### Görev Ayrıntıları
Alıntı metnin "Namaza Dâir Bazı Tâbirler" bölümünde her tanımın başında iki noktadan önce yer alan terimleri metindeki sırayla eksiksiz listeleyin.

### Alıntı Metin
..........

Peygamber Efendimiz sallallâhü aleyhi ve sellem buyurdular:
“Kul, Kur’ân-ı Kerîm’i okuyup hatmettiği zaman, altmış bin melek ona istiğfar eder.”
(Hadîs-i Şerîf, Kenzü’l-Ummâl)



28
Haziran Salı 2016

AYIN SAFHASI


Rûmî: 15 Haziran 1432 Hicrî: 23 Ramazan 1437

Kara Kuvvetleri'nin Kuruluşu (1363) • Sokullu Mehmed Paşa'nın Sadrazam Olması (1565)


Zikir, gafletten kurtulmak demektir

İmâm-ı Rabbânî Hazretleri buyurdular:

“Ey oğul! Fırsat ganîmettir. Sıhhat ve boş vakit ganîmet bilinmelidir. Öyleyse vakitleri devamlı olarak Allâhü Teâlâ’yı zikretmeye ayırmak lâzımdır.

Dînin emirlerine uygun olarak yapılan bütün ameller, -alış veriş de olsa- zikirden sayılır. Her hâl ve hareketlerde dînin hükümlerine (emir ve yasaklarına) son derece riâyet etmek lâzımdır ki bütün ameller zikir sayılsın.

Zikir, gafletten kurtulmak demektir. Bütün işlerde dinin emir ve yasaklarına riâyet edildiği zaman âmir (ibâdetleri emreden) ve nâhî (haramları yasaklayan) Allâhü Teâlâ’dan gâfil olmaktan kurtulmak müyesser olur. Böylece Allâhü Teâlâ’yı devamlı zikir de elde edilmiş olur.
(Mektûbât-ı İmâm-ı Rabbânî, 2/m. 25)


İLMİHAL: Namaza Dâir Bazı Tâbirler

Salât: Namaz demektir. Bu mübârek ibâdet, rükünlerden ve zikirden ibârettir. Namaz kılana da “Musallî” denir.

Tekbir: “Allâhü ekber” demektir.

Kıyam: Ayakta durmaktır.

Kırâat: Kur’ân-ı Kerîm’den bir miktar okumaktır.

Rükû: Namazda kırâatten sonra eğilerek baş ile sırt bir hizâda, düz olmaktır.

Kavme: Rukûdan kıyâma kalkıp bir kere “Sübhâne Rabbiye’l-âzîm” diyecek kadar durmaktır.

Secde: Namaz kılarken eğilerek yüzün bir miktarını Hak Teâlâ’ya tâzîm için yere koymaktır.

..........

### Kaynak Veriler

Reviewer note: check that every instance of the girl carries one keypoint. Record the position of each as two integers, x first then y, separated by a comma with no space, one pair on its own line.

..........

### Alıştırma Yanıtı
Salât, Tekbir, Kıyam, Kırâat, Rükû, Kavme, Secde